What this task involves: Your answer is the lines from the one that has "Does this scene contain any white van?" through the last line of the records below, retyped exactly and alone.

Records shown Block Start

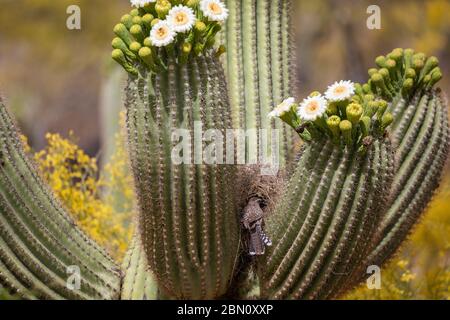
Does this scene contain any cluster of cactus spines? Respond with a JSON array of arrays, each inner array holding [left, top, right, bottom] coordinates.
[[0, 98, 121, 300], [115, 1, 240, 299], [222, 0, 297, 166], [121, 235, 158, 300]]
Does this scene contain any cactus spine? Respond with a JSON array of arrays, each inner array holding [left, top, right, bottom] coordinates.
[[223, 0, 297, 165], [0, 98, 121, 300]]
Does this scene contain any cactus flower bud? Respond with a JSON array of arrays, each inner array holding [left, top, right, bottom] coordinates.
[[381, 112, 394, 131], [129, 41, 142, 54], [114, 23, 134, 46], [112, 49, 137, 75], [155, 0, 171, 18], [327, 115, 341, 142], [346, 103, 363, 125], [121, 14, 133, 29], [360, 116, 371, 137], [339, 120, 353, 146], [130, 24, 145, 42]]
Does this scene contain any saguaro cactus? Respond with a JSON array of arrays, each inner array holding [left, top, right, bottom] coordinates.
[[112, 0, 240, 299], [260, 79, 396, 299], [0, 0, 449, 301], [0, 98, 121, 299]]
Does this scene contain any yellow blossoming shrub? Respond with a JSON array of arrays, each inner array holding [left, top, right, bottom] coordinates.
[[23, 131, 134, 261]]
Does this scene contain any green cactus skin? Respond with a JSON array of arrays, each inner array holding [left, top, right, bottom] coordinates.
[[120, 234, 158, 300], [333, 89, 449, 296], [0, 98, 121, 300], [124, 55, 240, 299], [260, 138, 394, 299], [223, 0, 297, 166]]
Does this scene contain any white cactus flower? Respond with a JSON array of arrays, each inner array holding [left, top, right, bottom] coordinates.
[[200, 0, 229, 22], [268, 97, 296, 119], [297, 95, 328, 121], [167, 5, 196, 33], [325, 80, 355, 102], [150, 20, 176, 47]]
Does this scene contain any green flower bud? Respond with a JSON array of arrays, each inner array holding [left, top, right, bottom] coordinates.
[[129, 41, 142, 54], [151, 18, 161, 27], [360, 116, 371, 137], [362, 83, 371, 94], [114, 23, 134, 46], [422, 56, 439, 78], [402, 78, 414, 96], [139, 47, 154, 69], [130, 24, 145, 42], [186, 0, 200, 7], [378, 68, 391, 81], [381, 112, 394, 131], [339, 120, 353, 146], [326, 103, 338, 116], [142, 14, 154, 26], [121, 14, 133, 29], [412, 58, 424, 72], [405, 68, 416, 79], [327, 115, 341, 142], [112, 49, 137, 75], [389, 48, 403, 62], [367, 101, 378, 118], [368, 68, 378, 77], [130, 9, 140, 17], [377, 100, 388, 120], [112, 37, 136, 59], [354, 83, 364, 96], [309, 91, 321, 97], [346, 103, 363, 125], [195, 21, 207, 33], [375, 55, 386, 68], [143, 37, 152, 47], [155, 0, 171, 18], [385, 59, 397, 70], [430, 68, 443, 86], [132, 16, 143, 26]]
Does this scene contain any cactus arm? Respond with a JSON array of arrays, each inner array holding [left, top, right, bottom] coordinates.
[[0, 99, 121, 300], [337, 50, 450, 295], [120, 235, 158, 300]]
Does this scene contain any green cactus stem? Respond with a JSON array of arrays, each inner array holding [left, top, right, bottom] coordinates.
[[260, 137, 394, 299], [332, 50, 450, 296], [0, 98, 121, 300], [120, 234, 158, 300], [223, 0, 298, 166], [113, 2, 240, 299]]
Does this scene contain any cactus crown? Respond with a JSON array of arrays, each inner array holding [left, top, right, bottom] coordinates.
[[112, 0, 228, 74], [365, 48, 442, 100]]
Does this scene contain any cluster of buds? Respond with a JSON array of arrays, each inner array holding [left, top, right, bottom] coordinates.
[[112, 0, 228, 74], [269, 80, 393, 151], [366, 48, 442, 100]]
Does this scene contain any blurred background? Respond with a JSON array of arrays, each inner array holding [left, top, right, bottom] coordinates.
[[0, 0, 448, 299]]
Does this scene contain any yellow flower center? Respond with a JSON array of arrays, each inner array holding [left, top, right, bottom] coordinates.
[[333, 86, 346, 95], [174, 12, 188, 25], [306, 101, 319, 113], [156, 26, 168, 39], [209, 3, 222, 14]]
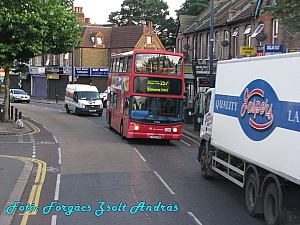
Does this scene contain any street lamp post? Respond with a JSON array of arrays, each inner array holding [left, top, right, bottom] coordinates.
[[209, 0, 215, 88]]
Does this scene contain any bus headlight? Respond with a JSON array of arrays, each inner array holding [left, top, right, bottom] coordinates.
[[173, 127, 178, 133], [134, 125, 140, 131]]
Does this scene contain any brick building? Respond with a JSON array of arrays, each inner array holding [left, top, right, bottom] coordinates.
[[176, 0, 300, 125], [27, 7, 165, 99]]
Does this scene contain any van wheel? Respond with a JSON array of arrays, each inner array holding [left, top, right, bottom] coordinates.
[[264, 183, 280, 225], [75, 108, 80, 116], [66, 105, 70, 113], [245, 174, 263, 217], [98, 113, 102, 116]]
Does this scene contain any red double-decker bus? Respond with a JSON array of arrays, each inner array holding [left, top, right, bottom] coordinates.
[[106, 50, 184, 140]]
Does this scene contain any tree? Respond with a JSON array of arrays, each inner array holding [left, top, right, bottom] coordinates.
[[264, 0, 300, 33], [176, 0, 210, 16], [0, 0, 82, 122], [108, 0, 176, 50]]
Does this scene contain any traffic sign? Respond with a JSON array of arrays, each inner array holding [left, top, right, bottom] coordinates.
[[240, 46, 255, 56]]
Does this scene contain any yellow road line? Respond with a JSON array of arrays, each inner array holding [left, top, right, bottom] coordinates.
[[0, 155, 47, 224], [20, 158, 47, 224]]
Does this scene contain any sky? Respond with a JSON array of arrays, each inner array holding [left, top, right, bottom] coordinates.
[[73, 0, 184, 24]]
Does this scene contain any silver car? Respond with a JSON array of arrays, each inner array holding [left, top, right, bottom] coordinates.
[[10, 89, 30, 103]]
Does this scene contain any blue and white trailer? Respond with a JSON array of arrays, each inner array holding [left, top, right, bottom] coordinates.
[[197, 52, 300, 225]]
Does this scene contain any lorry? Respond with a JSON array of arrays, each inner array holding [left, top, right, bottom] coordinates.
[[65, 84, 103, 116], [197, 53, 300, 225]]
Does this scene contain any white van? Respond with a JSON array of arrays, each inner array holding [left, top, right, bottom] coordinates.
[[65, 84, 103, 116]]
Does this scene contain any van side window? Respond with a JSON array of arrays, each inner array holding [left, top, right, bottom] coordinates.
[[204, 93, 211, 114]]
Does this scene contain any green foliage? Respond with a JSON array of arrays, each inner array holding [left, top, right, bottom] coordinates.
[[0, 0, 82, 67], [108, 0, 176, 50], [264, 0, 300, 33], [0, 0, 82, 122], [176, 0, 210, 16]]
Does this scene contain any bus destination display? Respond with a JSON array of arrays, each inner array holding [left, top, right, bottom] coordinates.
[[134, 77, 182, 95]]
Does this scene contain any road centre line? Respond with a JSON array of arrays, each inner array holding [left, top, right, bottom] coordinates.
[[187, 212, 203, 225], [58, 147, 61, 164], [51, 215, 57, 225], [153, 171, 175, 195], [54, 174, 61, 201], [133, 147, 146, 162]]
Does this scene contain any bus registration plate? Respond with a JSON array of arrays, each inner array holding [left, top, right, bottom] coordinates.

Records shown Block End

Solved exercise:
Does this scene contain any white van? Respond with a JSON array of arrays, each inner array holding [left, top, right, bottom] coordinates.
[[65, 84, 103, 116]]
Does this scene contain any van side window? Respond with a JSON array of arrays, each inner array holding [left, top, right, bottom] coordinates.
[[204, 93, 211, 114]]
Does this scene contain any green foliage? Respond with a JSON array of arrays, each inner array holding [left, top, right, bottom] coordinates.
[[0, 0, 82, 67], [108, 0, 176, 50], [264, 0, 300, 33], [0, 0, 82, 122], [176, 0, 210, 16]]
Does this scene contain any bus destination display? Respond with a JSON array of arrays, each inner array holding [left, top, right, bottom] coordinates.
[[134, 77, 182, 95]]
Does this scene contain any road centre line? Respond with a JSON array of arrays, each inner array holding [left, top, right, bottom] coordinates.
[[187, 212, 203, 225], [58, 147, 61, 164], [51, 215, 57, 225], [153, 171, 175, 195], [54, 174, 61, 201], [133, 147, 146, 162]]
Does this scene contain any bus registration plate? Respond with a JSON array of arrays, each inner array holding [left, top, right, bottom] coordinates.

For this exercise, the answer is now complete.